◆ TESTO FORNITO

I politicisti tradizionali, a sinistra come a destra, possono deplorare tutto ciò, ciascuno a modo suo, ma naturalmente non si può più tornare indietro. Mentre i "sinistri" hanno nostalgia della democratizzazione, ideologicamente enfatizzata nelle loro teste, e delle relative fantasie, ai "destri" piacerebbe ancora poter disprezzare l'arido "spirito bottegaio", mentre si ricordano con struggimento dell'epoca in cui la politica era ancora un mostro bellicoso che partiva armi e bagagli contro la perfida Albione. I "realisti" invece, diventati senza colore e senza luogo, si credono in sintonia con i proprio tempi, con il mondo e con la modernità realizzata, quando tributano onori all'arido "carattere di contrattazione" di una "politica" ormai "disincantata", rivendicandolo come l'eredità migliore e come la logica conclusione della razionalità occidentale.

- III -

Con il compimento storico del sistema, che diventa sistema mondiale totale, non si è dileguato solo il momento enfatico della "politica", esauritosi perché legato a doppio filo all'ascesa del sistema e ridotto ormai a mera funzione immanente. Infatti, sparendo in questo modo la doppia funzione della sfera politica, viene maggiormente alla luce l'antagonismo diretto delle sfere funzionali di "economia" e "politica", in cui il sistema produttore di merci si deve mediare con sé stesso. Man mano che si è andata dissolvendo l'enfasi ideologica della fase ascendente ed è trapelato l'arido scopo tautologico della valorizzazione del valore nella sua nudità oscena (perché spogliato da ogni brillante veste ideologica), sempre più è diventato visibile il carattere dipendente, secondario, della sfera funzionale politica. La politica tende a ridursi, sempre più apertamente e unidimensionalmente, a politica economica. Così come nelle società premoderne tutto doveva essere motivato in termini religiosi, allo stesso modo, adesso, tutto deve essere motivato in termini economici. Basta sentire come la parola "economia di mercato" assume un tono liturgico in bocca a tutti gli idioti storici dopo il 1989, dal presidente degli USA e dai verdi tedeschi fino agli ex-comunisti russi. Qualcosa è buono perché giova "all'economia di mercato", ed è lodevole adoperare ogni cosa morta e vivente per l'economia di mercato.

◆ DATI MEMORIZZATI
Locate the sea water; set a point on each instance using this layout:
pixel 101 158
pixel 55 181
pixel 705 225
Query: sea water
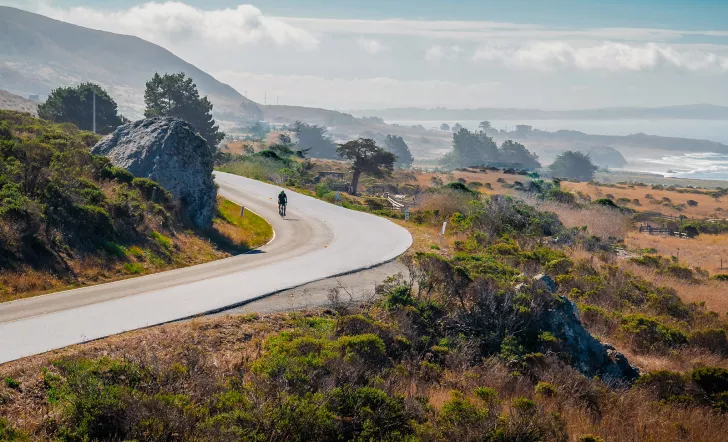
pixel 706 165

◆ ISTRUZIONI
- a) Elenca tutti i gruppi di politici che il testo fornito indica tra virgolette nel primo paragrafo.
- b) Nel testo fornito, a che cosa tende a ridursi la politica?

◆ RISPOSTE DATE
- a)
- "sinistri"
- "destri"
- "realisti"

- b) A politica economica, sempre più apertamente e unidimensionalmente.